**Your objective**
Continue the excerpt below on supporting local small businesses during the pandemic, picking up right after its final sentence. The records that follow the excerpt play no part in this.

**Text excerpt**
· · ·
Here are a few ways to support your favorite local businesses online:
- Share special promotions and posts from local business pages on Twitter, Instagram, and Facebook.
- Write positive reviews on Google and other review platforms to generate a buzz and share your personal experience.
- Share any other type of posts on your social media stories from your favorite business’ page.
- Post pictures of you enjoying a meal from local restaurants or your new outfit from the local boutique — and don’t forget to tag the business for more visibility!
3. Engage in Unique Ways
Although social media and gift cards are some of the more obvious ways to support small businesses, there are some other outside-the-box methods that have surfaced during the pandemic.
Many small businesses decided to go virtual at the beginning of the pandemic to continue offering their services to loyal customers. You can still take virtual sessions or lessons that businesses are offering online. Do your research and find which companies are offering virtual sessions that appeal to you.
Many small business owners startedcross-promoting with other local stores. For instance, a local spa may partner with a restaurant or health food store to cross-promote their services. This dual promotion helps promote other SMB’s while simultaneously helping you establish meaningful business relationships in your community.
4. Order Takeout and Delivery
Takeout and delivery services becamea key restaurant trend for eateries of all sizes during the pandemic. Although society is starting to get a glimpse of returning to normalcy, that doesn’t mean that takeout and delivery services are going away anytime soon.
Most restaurants are still required to operate at lower capacities, so takeout service is still vital to their livelihood. By continuing to order takeout, curbside pickup, and delivery, you can help restaurants make up for lost revenue from capacity restrictions.
5. Shop Online
While restaurants were forced to pivot to a takeout model, many small retail shops were deemed non-essential and forced to close their storefronts altogether. These closures put a substantial financial strain on those businesses.
Many were not readily prepared to shift to an online business model.
Thankfully, with turnkey platforms, many retail stores could start their eCommerce business rather quickly and shift from brick and mortar to digital storefronts. If your favorite boutique didn’t have an online presence at the start of the pandemic, chances are they probably do now, so make sure you check back frequently.
· · ·
**Stored data**
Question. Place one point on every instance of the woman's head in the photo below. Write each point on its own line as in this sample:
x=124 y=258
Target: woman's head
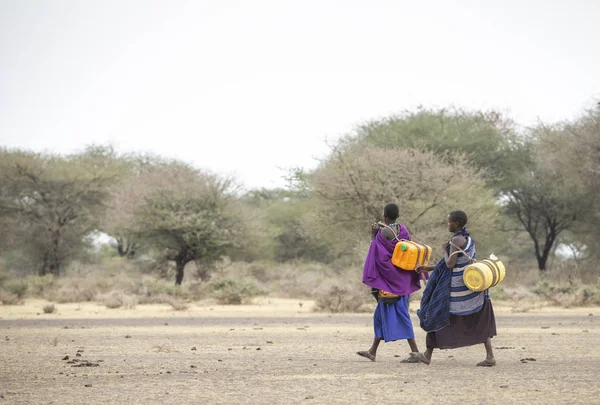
x=391 y=212
x=456 y=220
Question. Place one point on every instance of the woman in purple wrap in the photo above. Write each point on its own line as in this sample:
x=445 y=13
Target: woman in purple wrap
x=390 y=286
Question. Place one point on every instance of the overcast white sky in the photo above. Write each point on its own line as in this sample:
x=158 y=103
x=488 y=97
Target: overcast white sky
x=247 y=87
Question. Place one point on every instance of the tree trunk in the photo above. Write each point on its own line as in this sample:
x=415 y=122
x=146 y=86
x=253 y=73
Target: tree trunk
x=179 y=266
x=52 y=260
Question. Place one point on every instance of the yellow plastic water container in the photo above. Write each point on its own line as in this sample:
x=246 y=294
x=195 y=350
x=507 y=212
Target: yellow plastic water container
x=409 y=253
x=484 y=274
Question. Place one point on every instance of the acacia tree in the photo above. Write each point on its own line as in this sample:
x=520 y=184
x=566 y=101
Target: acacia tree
x=351 y=188
x=486 y=139
x=126 y=197
x=189 y=216
x=560 y=188
x=56 y=201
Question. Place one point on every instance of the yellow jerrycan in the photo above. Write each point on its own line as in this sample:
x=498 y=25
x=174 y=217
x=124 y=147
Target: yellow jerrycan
x=409 y=253
x=484 y=274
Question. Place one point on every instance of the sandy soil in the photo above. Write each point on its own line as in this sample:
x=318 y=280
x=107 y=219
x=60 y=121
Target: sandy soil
x=278 y=352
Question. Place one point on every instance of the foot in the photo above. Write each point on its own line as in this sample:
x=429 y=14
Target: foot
x=411 y=359
x=367 y=355
x=420 y=357
x=487 y=363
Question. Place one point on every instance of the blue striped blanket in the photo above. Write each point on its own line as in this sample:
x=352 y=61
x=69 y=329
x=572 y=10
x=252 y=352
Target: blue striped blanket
x=434 y=314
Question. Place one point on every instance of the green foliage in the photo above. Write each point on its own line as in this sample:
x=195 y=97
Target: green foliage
x=189 y=216
x=38 y=285
x=353 y=186
x=486 y=139
x=53 y=202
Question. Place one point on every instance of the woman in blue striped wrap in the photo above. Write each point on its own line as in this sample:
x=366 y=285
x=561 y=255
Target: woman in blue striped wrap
x=452 y=315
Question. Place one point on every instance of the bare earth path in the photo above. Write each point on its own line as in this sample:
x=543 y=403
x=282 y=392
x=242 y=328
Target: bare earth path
x=280 y=353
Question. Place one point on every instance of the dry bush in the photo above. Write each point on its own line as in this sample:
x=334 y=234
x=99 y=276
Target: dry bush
x=9 y=298
x=178 y=305
x=231 y=292
x=344 y=297
x=16 y=287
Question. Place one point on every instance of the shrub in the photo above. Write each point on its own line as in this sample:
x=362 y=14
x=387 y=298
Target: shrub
x=230 y=292
x=343 y=299
x=9 y=298
x=178 y=305
x=16 y=287
x=38 y=285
· · ·
**Exercise output**
Additionally, resources like Shop Where I Live are growing in popularity as a way to bring Main Street online and more accessible to the masses. Although their marketplace is limited to 14 states and 35 communities at the time of this article, it’s a great one-stop way to shop local businesses without leaving your house.
6. Donate Your Expertise
Local businesses often give back to their communities through sponsorships like youth sports, local fundraisers, and community events. If you’re an expert or master of a particular skill, why not reach out to a local business and see if you can do some pro bono work for them?
For example, suppose you’re a marketer or have web design knowledge. In that case, you could set up a website for an SMB owner who might be lacking an online presence. If you’re a general contractor or painter, why not help your favorite local shop with some cosmetic upgrades?
Here are a few more ways that you can lend a helping hand to your local small business owners in need:
- Donate to relief fundraisers or spread the word on social media if you don’t have the means to donate.
- Try to tip workers a little extra for your usual services if you can afford it. Many employees are risking their health to continue to serve their customers.
- Consider buying your produce directly from the source by visiting local farmers’ markets to purchase fresh produce.
The Bottom Line Supporting local businesses is a great way to be a good member of your community. Small business owners have faced a very challenging year, and we should all do our part to help make sure they succeed long after the pandemic is over.